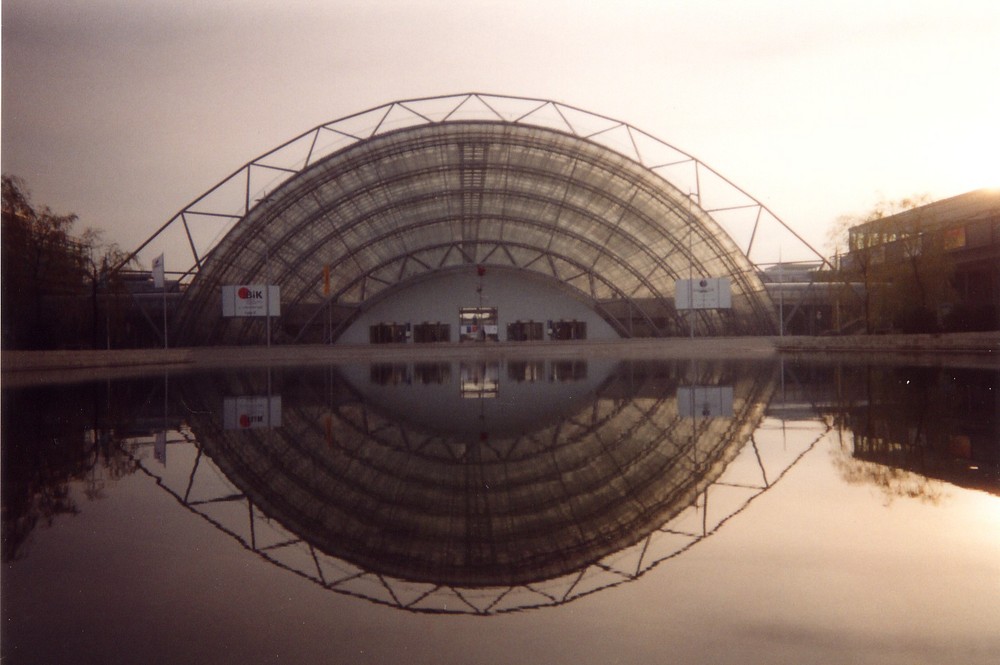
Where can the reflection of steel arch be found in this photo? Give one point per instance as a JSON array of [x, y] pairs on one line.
[[608, 493], [425, 185]]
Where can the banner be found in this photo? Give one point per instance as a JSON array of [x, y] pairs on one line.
[[703, 293], [251, 300]]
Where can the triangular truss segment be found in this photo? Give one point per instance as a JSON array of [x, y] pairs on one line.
[[237, 194]]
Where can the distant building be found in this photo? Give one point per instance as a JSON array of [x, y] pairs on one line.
[[965, 231]]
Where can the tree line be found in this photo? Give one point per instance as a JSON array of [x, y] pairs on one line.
[[57, 289]]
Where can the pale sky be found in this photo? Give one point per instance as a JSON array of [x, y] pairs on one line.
[[124, 111]]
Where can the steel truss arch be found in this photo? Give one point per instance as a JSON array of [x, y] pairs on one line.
[[358, 196]]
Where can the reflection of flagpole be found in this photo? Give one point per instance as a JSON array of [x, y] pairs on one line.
[[781, 295]]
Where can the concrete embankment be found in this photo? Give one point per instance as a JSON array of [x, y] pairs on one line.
[[32, 366], [987, 343]]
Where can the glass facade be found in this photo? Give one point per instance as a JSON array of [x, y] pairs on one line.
[[386, 210]]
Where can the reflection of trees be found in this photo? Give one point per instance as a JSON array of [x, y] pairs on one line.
[[909, 427], [893, 482], [56, 438]]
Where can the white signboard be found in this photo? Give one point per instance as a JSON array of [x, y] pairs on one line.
[[703, 293], [705, 401], [251, 412], [251, 300]]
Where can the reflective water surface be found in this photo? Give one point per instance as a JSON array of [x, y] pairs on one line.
[[496, 511]]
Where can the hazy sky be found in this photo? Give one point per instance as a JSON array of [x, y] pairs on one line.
[[123, 111]]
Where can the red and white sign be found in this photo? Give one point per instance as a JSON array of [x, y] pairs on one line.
[[251, 300], [251, 412]]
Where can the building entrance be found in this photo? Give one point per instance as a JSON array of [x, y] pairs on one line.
[[478, 324]]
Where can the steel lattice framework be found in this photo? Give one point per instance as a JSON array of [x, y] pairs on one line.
[[369, 506], [383, 197]]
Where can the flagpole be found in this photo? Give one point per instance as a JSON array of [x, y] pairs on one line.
[[164, 314], [160, 280]]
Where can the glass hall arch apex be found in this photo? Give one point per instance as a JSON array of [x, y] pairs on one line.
[[370, 204]]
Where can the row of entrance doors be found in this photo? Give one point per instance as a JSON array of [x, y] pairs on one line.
[[476, 324]]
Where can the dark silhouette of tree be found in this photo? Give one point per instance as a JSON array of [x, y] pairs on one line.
[[896, 272], [51, 279]]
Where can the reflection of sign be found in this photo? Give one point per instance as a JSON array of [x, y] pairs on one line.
[[251, 300], [704, 293], [705, 401], [251, 412]]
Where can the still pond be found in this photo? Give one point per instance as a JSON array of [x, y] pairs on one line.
[[506, 511]]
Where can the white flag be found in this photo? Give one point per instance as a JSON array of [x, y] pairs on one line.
[[158, 272]]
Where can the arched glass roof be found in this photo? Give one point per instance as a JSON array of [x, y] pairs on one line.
[[381, 198], [366, 502]]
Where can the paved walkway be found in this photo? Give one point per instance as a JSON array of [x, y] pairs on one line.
[[985, 346]]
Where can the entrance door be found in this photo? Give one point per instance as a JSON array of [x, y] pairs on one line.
[[478, 324]]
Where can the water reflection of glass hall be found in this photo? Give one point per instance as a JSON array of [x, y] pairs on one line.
[[474, 475]]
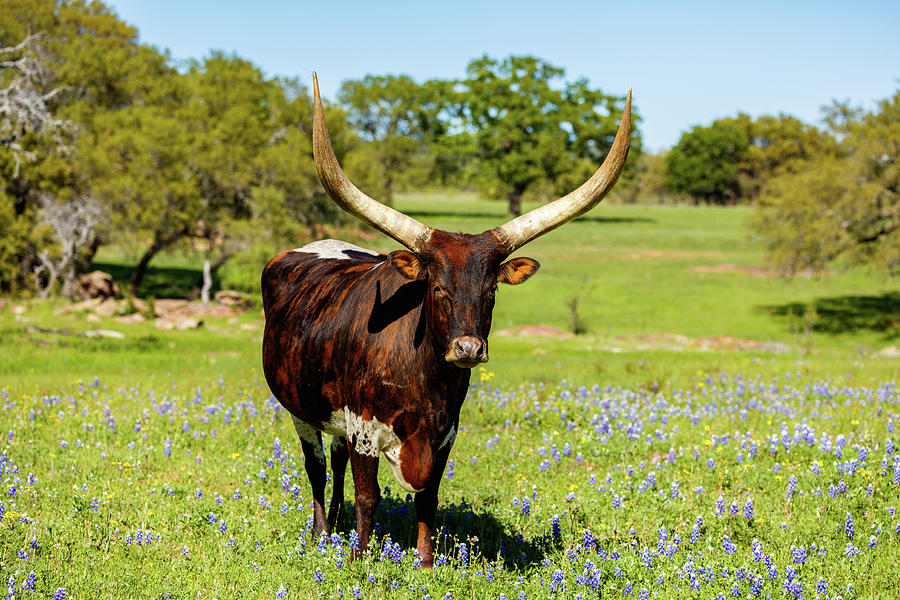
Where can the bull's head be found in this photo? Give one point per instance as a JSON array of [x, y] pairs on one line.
[[462, 271]]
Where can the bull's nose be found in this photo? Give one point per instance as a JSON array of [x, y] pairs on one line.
[[467, 351]]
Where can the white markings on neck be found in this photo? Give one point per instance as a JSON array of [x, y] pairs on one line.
[[367, 437], [449, 438], [309, 434], [335, 249]]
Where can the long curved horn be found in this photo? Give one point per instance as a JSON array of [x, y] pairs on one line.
[[521, 230], [402, 228]]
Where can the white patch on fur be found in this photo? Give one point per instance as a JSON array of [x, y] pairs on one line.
[[449, 438], [371, 437], [368, 438], [310, 435], [334, 249]]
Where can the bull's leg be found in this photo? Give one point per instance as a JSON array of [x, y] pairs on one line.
[[367, 494], [339, 458], [426, 504], [314, 461]]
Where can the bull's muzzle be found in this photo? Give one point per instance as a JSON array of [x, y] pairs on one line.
[[467, 351]]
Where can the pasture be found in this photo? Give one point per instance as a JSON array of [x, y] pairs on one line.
[[716, 431]]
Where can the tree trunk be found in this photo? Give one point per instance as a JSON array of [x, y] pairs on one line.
[[207, 282], [137, 276], [197, 290], [515, 202]]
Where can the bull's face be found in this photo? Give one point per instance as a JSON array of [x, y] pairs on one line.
[[462, 272]]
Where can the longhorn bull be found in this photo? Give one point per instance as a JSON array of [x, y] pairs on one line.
[[376, 350]]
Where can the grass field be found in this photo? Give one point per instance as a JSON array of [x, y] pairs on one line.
[[645, 458]]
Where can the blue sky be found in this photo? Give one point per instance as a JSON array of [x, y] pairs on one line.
[[688, 62]]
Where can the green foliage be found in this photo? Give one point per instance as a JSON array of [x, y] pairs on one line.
[[778, 145], [528, 132], [399, 117], [847, 205], [705, 163], [243, 272]]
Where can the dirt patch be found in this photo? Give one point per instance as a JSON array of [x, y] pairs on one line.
[[756, 272], [535, 331], [680, 343], [166, 313]]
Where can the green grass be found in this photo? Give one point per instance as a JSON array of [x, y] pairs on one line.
[[120, 435], [640, 273]]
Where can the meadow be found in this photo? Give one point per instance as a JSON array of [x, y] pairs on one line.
[[714, 431]]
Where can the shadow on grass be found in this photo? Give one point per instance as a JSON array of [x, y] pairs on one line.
[[439, 214], [159, 282], [845, 314], [482, 533]]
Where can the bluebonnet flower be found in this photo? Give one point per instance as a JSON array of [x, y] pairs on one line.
[[728, 545], [30, 582], [463, 554], [757, 550], [588, 540], [720, 506]]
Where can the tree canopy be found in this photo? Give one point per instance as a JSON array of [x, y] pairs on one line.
[[841, 204], [530, 130]]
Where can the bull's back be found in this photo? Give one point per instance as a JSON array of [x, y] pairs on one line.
[[317, 300]]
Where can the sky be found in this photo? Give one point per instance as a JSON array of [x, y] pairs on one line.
[[688, 63]]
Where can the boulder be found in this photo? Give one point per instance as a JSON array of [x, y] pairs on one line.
[[98, 284]]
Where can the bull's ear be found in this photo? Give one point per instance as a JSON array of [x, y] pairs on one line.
[[517, 270], [408, 264]]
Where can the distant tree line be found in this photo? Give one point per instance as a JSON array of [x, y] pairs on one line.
[[821, 194], [103, 139]]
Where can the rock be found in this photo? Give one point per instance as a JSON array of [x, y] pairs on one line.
[[107, 308], [237, 300], [132, 318], [98, 284], [188, 323]]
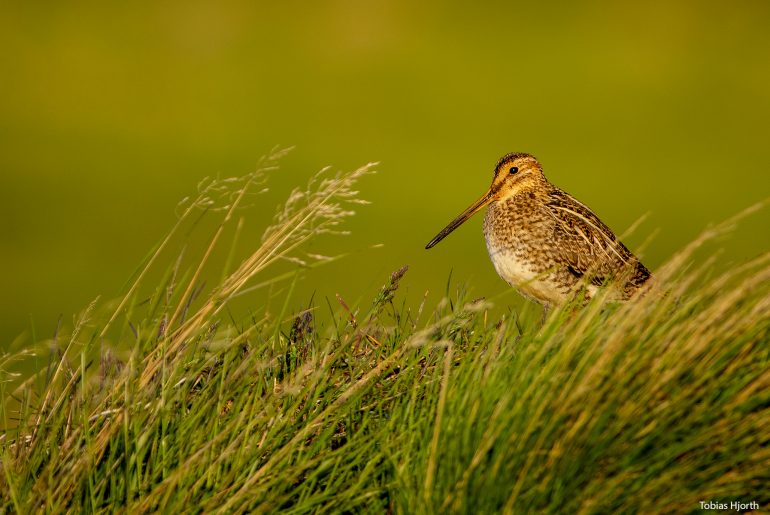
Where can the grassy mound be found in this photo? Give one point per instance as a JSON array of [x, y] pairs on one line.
[[652, 405]]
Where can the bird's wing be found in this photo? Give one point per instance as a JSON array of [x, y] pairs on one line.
[[585, 244]]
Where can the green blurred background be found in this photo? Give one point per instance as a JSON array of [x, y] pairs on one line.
[[111, 112]]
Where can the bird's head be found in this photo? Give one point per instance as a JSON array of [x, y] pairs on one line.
[[515, 173]]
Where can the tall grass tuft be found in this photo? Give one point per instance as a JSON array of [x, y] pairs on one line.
[[651, 405]]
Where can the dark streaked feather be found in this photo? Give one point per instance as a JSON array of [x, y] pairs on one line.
[[586, 245]]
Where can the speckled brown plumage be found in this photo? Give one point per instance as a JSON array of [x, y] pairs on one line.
[[546, 243]]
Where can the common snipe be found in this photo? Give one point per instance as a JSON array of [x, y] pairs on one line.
[[546, 243]]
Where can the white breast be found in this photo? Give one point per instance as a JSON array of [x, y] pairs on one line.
[[539, 287]]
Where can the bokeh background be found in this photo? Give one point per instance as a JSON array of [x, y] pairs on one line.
[[111, 112]]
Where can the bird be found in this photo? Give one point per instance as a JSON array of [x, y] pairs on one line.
[[547, 244]]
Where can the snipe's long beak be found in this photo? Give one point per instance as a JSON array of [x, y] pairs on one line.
[[457, 222]]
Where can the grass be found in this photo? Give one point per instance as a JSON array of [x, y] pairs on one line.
[[162, 402]]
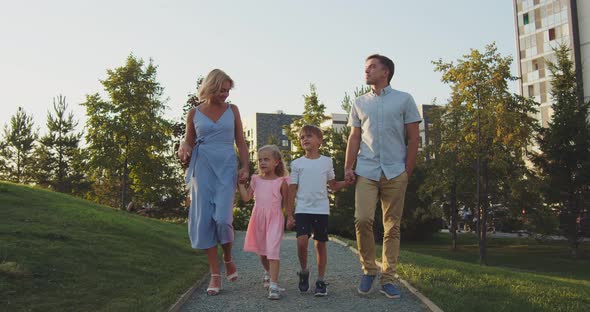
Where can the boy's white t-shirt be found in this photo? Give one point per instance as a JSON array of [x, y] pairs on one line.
[[312, 176]]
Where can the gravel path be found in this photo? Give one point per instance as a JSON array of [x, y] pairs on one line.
[[343, 273]]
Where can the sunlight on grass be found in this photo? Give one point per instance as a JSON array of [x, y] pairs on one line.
[[87, 257]]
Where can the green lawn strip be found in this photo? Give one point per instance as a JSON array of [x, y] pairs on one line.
[[522, 275], [461, 286], [76, 255]]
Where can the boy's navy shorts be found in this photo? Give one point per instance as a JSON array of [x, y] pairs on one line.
[[306, 222]]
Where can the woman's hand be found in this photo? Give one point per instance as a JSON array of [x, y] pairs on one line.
[[184, 152], [243, 175]]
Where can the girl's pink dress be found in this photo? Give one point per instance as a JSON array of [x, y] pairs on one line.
[[265, 229]]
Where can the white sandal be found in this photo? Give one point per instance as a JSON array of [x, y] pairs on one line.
[[234, 276], [214, 291]]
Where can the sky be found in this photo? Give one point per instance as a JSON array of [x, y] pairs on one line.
[[273, 50]]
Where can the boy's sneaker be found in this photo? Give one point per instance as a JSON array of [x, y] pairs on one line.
[[274, 293], [321, 289], [303, 281], [265, 280], [366, 284], [390, 291]]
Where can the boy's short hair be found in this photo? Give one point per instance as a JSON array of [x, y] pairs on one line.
[[311, 129]]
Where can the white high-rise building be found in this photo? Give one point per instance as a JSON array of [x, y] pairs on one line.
[[542, 25]]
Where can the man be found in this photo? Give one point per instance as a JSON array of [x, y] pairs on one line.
[[381, 121]]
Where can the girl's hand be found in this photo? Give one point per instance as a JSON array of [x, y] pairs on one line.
[[243, 175], [184, 152]]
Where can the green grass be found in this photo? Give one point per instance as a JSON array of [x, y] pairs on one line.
[[522, 274], [61, 253]]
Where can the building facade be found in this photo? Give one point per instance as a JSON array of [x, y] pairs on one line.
[[425, 126], [265, 128], [337, 121], [541, 26]]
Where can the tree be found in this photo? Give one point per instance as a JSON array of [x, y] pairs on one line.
[[313, 114], [497, 127], [57, 150], [128, 137], [17, 147], [446, 165], [564, 160]]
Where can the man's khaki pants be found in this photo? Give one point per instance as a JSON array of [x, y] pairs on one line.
[[392, 194]]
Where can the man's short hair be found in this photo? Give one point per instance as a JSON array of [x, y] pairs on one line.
[[311, 129], [385, 61]]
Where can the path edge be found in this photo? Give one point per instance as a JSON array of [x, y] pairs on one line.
[[183, 299], [427, 302]]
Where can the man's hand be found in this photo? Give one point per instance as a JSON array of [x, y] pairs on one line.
[[349, 176]]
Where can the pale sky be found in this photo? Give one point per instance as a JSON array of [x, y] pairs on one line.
[[272, 49]]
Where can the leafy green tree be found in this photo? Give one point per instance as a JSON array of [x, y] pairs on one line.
[[313, 114], [16, 151], [57, 150], [497, 127], [564, 160], [128, 137]]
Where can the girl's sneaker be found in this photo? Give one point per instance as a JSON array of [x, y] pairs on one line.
[[321, 289], [303, 281], [265, 280], [274, 293]]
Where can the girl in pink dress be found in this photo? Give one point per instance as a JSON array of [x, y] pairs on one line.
[[265, 229]]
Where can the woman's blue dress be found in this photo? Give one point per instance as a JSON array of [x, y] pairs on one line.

+++

What is being asked:
Put the lines from the line containing "Where can the glass facade" through the line containing "[[251, 300], [251, 412]]", both included, into a JSON list of strings with one string per line and blank lines left out.

Exercise result:
[
  "Where can the glass facade be found in this photo? Give one point per instance as a JSON array of [x, y] pairs on one line.",
  "[[386, 210]]",
  "Where can the reflection of trees be found in this photo? Give one point per instance as a JSON array of [x, y] pairs on one line.",
  "[[909, 427], [893, 482], [56, 438]]",
  "Where can the white signboard be found in this photo? Give one point per instance as a JSON array of [x, y] pairs on one line.",
  "[[703, 293], [705, 401], [251, 412], [251, 300]]",
  "Where can the reflective water surface be found in this photo? Give one point per instance as a JSON array of [x, y] pairs on one line.",
  "[[496, 511]]",
  "Where can the hazy sky be found in this photo? Give one point per instance as a JSON array of [x, y] pairs on one line.",
  "[[123, 111]]",
  "Where can the red and white sign be found in this photo? Give one point per instance as a JSON array of [x, y] pairs on one line.",
  "[[251, 300], [251, 412]]"
]